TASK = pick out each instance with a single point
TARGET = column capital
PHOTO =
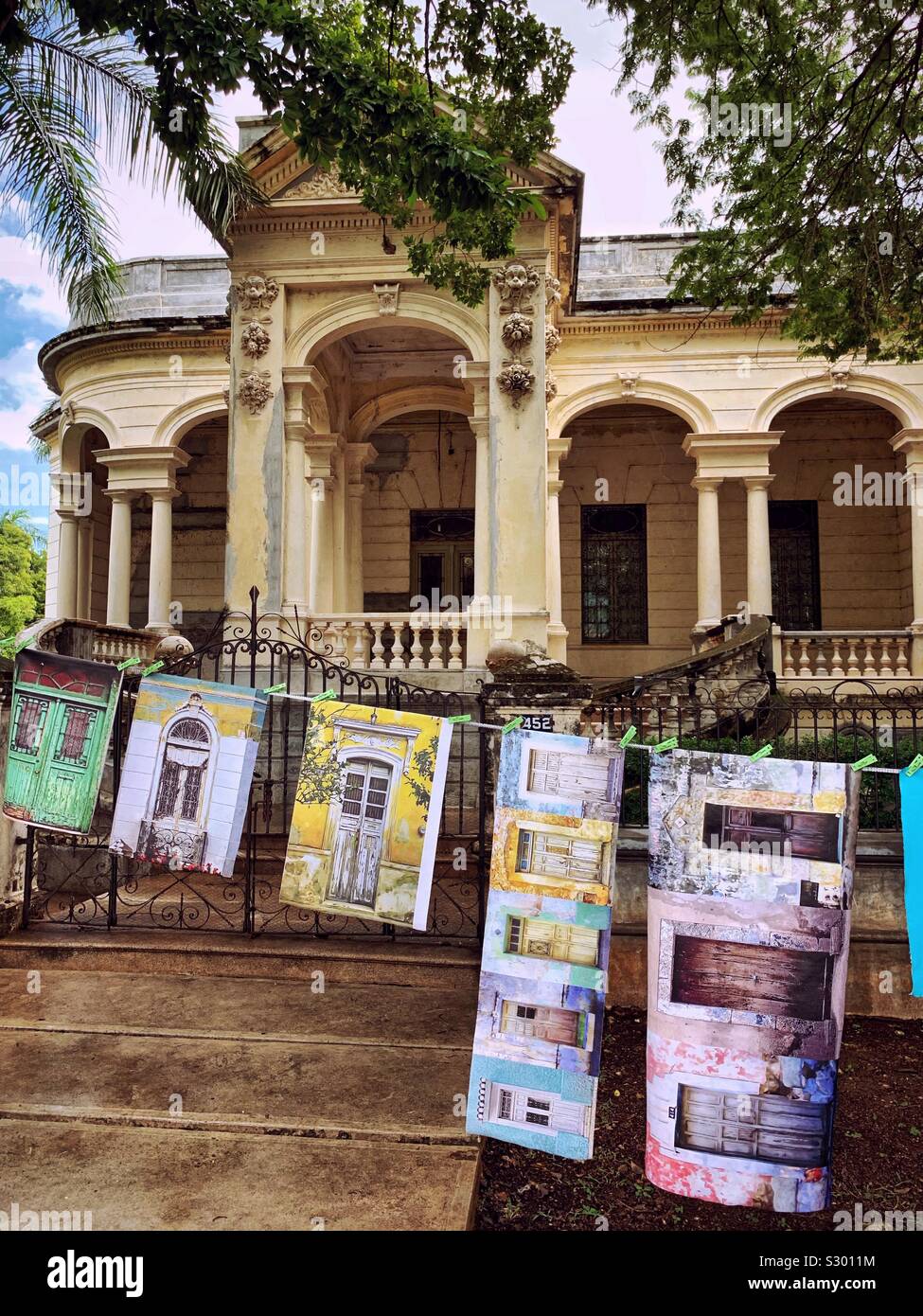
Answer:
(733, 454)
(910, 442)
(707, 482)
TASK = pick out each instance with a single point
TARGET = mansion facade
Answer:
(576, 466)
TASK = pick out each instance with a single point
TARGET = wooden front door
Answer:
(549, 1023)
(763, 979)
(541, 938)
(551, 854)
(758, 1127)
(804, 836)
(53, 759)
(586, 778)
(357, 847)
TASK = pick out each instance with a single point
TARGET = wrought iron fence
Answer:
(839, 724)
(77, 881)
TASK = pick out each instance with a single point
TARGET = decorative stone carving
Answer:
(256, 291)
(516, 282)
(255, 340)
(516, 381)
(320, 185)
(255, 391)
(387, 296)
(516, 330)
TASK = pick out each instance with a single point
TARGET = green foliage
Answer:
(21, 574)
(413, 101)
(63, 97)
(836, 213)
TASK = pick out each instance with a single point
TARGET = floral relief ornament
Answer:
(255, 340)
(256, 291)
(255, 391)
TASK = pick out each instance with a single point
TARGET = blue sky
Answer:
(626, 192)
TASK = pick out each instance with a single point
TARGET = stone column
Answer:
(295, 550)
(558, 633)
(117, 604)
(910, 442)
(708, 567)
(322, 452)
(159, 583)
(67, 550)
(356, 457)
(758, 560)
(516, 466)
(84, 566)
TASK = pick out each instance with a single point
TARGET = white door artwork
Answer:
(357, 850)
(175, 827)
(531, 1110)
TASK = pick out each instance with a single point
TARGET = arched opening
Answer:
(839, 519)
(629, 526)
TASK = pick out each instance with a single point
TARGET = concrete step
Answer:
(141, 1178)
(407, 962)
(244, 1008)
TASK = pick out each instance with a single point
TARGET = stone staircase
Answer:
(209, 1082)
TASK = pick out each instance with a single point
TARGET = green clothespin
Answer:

### TASK OBJECTIVE
The lines of the records that contain the string "stone" should be located and copied.

### SOLVED EXERCISE
TARGET = decorative stone carving
TARGET = stone column
TARGET = stone staircase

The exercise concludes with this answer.